> **Goal**: Only the lines from the one containing "Can you find the psg" through the end of the material are to be echoed, each exactly as it appears.

(Pointing and labeling entries)

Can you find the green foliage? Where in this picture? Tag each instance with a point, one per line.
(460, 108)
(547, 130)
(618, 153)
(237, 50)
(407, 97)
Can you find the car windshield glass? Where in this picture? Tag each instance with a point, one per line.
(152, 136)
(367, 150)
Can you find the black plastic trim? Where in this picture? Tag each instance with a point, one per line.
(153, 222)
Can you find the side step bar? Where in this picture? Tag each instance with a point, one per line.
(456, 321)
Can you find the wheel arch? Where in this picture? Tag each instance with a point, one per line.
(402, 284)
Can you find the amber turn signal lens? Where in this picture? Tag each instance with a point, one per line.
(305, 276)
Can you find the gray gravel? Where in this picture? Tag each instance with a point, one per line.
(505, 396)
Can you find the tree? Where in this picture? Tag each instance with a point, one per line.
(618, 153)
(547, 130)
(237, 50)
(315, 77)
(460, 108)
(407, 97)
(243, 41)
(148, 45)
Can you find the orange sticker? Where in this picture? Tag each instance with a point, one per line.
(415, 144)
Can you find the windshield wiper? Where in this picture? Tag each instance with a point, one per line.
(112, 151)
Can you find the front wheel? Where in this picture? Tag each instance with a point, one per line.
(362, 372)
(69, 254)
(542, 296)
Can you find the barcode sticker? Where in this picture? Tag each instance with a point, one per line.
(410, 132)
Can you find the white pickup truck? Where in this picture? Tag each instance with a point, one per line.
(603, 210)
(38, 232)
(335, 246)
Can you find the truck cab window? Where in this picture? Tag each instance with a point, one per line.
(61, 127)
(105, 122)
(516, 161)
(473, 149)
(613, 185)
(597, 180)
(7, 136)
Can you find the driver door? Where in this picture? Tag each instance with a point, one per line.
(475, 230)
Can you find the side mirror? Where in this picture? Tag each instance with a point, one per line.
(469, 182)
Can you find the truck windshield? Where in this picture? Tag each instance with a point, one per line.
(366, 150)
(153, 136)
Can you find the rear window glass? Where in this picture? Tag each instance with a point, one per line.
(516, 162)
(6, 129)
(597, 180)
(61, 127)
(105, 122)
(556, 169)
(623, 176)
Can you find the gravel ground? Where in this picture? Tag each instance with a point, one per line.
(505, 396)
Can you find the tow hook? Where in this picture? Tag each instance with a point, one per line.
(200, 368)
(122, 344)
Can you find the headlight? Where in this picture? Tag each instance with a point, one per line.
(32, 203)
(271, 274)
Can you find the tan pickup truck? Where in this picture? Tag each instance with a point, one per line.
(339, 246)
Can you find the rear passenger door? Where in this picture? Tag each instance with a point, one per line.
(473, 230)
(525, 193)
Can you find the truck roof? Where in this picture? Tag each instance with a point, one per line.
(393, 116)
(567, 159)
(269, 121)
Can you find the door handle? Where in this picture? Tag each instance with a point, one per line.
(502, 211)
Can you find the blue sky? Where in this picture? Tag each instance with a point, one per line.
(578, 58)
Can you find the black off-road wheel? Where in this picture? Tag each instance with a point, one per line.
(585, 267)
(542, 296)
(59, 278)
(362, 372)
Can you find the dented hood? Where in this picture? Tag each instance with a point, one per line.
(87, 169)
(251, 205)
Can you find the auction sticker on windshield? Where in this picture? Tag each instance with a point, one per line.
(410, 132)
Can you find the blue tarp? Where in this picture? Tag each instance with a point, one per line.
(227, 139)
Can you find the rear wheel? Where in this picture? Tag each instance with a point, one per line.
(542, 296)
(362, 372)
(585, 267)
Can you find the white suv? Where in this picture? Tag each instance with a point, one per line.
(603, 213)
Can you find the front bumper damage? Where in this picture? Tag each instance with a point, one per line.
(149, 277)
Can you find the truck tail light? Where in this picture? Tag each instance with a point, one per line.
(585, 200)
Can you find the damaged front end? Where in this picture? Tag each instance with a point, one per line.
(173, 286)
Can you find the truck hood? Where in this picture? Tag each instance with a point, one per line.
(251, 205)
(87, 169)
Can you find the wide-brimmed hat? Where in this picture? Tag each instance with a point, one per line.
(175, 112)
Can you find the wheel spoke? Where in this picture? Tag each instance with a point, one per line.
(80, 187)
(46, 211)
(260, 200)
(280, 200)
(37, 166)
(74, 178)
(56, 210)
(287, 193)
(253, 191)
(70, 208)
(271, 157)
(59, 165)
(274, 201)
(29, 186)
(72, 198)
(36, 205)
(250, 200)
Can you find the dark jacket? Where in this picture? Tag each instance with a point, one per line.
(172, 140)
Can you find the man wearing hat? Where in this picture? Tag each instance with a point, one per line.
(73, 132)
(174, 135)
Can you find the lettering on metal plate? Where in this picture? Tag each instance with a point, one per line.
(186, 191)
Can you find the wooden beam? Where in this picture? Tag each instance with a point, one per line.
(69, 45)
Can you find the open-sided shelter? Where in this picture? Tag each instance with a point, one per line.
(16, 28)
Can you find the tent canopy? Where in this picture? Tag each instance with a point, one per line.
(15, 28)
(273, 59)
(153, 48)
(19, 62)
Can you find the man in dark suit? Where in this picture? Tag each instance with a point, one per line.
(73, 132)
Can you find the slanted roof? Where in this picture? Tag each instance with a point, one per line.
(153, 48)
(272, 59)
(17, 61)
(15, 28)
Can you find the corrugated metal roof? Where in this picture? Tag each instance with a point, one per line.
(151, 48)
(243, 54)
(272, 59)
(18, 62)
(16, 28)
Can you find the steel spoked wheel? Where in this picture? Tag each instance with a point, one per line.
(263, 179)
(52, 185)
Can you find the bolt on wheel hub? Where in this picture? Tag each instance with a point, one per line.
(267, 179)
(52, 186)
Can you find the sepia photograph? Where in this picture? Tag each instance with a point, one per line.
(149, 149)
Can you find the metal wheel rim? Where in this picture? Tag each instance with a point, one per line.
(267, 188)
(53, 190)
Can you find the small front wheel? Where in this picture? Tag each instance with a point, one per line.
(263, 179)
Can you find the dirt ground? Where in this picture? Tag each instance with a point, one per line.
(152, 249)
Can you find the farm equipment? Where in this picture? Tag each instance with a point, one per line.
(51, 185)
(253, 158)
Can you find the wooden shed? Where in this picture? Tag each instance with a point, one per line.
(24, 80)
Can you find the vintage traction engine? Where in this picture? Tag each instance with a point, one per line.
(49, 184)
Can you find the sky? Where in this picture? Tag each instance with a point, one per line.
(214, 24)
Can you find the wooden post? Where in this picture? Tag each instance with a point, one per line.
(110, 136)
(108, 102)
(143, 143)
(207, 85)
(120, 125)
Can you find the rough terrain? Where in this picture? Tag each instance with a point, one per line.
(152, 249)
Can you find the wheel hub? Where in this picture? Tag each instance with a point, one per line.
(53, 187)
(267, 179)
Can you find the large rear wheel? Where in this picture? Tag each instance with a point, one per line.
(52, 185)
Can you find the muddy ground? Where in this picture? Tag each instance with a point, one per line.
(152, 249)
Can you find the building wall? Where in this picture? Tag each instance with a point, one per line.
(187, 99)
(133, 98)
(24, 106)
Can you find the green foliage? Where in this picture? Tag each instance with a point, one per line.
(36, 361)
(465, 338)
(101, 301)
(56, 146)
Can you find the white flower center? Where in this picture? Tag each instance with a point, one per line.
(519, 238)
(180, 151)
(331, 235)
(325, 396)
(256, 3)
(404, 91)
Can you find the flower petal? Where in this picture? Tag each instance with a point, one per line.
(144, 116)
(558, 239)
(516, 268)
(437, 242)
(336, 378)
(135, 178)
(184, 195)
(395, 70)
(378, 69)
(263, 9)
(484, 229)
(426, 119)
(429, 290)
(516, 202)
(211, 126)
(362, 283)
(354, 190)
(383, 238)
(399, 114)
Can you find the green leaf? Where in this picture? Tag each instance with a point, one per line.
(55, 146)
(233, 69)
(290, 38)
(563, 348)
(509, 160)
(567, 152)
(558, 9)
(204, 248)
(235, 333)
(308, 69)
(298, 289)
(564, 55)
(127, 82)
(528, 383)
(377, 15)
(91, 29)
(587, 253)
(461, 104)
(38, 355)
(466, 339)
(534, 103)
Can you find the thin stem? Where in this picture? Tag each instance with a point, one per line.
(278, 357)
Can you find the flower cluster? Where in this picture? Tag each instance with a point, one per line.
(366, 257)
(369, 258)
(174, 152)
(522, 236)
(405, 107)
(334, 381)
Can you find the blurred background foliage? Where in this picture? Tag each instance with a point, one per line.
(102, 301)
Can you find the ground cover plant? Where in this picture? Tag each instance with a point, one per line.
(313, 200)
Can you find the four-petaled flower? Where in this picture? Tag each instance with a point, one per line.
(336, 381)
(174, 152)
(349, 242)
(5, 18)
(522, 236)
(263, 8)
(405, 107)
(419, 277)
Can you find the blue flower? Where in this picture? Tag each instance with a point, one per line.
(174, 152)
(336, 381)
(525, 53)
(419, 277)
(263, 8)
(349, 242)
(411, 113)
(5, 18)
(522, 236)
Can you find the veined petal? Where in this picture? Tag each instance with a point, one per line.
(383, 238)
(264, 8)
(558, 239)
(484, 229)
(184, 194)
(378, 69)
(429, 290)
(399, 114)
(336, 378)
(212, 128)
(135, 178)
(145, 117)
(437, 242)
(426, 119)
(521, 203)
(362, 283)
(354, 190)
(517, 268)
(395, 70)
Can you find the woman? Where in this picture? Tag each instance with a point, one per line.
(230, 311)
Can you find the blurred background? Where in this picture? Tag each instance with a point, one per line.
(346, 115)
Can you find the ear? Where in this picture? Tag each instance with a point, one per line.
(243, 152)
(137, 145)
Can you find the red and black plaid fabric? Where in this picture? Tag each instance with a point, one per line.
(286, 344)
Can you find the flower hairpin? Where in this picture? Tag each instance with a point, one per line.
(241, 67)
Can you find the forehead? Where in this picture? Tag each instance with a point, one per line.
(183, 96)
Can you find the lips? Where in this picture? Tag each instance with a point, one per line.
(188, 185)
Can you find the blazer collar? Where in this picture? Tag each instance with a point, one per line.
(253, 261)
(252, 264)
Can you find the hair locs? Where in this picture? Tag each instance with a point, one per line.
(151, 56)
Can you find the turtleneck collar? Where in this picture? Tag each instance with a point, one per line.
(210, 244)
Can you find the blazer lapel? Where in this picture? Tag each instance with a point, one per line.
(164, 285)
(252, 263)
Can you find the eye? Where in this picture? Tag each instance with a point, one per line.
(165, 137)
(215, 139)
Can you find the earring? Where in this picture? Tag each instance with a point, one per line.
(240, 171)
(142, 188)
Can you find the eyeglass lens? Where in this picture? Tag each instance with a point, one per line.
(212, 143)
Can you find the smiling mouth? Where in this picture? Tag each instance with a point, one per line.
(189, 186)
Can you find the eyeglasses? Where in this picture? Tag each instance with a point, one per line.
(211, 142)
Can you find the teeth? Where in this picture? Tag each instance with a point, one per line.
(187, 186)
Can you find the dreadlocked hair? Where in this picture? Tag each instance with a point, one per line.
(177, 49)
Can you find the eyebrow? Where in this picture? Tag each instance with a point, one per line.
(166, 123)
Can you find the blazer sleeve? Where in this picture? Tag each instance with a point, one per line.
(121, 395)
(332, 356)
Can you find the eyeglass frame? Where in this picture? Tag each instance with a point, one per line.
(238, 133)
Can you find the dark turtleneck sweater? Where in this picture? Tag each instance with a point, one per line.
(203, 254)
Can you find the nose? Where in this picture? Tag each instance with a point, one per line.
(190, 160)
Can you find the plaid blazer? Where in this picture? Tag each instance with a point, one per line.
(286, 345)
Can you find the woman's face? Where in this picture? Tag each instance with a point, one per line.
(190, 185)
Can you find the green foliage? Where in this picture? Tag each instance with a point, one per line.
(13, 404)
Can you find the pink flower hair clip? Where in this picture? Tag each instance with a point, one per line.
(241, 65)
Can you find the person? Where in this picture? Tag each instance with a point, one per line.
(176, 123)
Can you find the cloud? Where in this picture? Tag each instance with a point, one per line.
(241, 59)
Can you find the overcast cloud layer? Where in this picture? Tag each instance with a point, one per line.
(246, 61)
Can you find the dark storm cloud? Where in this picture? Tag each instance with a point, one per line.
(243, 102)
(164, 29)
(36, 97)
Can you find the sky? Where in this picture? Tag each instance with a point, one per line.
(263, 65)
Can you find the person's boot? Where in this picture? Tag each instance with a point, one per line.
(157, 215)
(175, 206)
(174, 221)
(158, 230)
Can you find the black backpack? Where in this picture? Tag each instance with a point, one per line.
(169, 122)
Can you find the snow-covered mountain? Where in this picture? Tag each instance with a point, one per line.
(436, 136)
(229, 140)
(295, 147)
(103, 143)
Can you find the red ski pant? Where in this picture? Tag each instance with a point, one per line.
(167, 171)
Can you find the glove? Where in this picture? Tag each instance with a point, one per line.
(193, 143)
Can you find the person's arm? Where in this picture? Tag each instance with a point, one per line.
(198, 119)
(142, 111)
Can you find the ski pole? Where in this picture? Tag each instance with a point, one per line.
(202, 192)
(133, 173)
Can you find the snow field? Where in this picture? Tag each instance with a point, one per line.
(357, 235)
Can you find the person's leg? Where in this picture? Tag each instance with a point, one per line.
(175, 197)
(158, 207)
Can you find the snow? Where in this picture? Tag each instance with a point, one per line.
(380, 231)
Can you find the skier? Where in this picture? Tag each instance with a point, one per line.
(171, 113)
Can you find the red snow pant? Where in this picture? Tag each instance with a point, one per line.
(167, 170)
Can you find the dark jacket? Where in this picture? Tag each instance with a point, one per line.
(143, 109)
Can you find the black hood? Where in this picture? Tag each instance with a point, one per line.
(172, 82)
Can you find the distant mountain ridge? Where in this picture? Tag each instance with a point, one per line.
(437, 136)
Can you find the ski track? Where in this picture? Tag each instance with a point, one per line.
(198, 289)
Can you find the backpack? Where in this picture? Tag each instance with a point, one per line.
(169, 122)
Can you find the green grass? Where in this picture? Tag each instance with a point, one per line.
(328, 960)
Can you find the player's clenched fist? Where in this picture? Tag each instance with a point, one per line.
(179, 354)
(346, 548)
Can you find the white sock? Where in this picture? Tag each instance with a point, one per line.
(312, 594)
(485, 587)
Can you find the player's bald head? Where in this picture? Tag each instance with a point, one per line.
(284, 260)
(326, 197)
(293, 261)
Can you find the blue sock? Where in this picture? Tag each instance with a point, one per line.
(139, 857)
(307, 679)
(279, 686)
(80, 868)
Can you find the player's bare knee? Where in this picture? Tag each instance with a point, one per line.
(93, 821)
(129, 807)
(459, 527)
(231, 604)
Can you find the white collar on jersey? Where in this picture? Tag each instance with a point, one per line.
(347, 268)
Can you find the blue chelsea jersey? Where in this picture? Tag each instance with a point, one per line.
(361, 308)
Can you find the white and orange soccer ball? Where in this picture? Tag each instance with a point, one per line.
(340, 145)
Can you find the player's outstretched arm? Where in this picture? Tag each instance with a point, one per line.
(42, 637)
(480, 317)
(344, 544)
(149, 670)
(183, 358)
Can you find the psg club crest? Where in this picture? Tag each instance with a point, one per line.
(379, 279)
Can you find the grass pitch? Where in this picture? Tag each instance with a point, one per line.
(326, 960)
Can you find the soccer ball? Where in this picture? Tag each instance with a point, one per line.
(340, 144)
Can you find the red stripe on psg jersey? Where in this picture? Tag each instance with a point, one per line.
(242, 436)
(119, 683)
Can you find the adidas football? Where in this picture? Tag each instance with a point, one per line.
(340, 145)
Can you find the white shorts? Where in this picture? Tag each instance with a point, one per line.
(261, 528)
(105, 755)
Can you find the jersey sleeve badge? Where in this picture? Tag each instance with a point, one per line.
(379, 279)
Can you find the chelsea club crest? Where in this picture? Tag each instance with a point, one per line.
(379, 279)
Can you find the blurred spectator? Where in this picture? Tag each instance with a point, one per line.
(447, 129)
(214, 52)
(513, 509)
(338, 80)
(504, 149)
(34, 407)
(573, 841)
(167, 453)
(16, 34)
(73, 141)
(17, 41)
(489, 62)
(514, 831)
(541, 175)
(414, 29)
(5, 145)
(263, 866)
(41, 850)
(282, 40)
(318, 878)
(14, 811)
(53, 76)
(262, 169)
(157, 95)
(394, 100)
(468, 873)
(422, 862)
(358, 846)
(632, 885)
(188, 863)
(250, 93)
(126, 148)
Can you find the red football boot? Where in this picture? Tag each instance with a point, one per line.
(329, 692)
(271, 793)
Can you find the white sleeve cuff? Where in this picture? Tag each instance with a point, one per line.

> **Reply**:
Can you find the psg club crest? Where in this picture? Tag each instance with a point, one per line.
(379, 279)
Can you find the grass pitch? Where in this picture? Tag each instance with a point, one per line.
(326, 960)
Can you find the soccer ball? Where in this picture? Tag each instance with a point, one per line.
(340, 144)
Can you find the red stripe on psg jersey? Where in this picture? Tag each instance with a point, one per line.
(242, 436)
(119, 683)
Can you find the adidas football? Where in this picture? Tag each instance with a point, one per line.
(340, 145)
Can you find the white shorts? Where in this picture? Tag each instance with a point, one per line.
(261, 528)
(105, 755)
Can you find the jersey sleeve badge? Where in this picture? Tag each instance with a point, one per line.
(379, 279)
Can you find the chelsea club crest? Where in this picture? Tag each instance with a point, one per line.
(379, 279)
Can you find the blurred spectator? Where in this picture? Tag each instance with a point, one per line.
(447, 129)
(214, 52)
(513, 509)
(338, 80)
(504, 149)
(34, 407)
(573, 841)
(167, 453)
(16, 34)
(73, 141)
(17, 41)
(489, 62)
(514, 831)
(541, 175)
(414, 29)
(5, 145)
(263, 866)
(41, 850)
(282, 40)
(318, 878)
(14, 811)
(53, 76)
(262, 169)
(157, 95)
(394, 100)
(468, 873)
(422, 862)
(358, 846)
(632, 885)
(188, 863)
(250, 93)
(126, 148)
Can you find the red football boot? Where in this picture? Tag each instance with a point, one per line.
(329, 692)
(271, 793)
Can you find the white sleeve cuff? Where in this picture? Tag each instance with a point, one per line.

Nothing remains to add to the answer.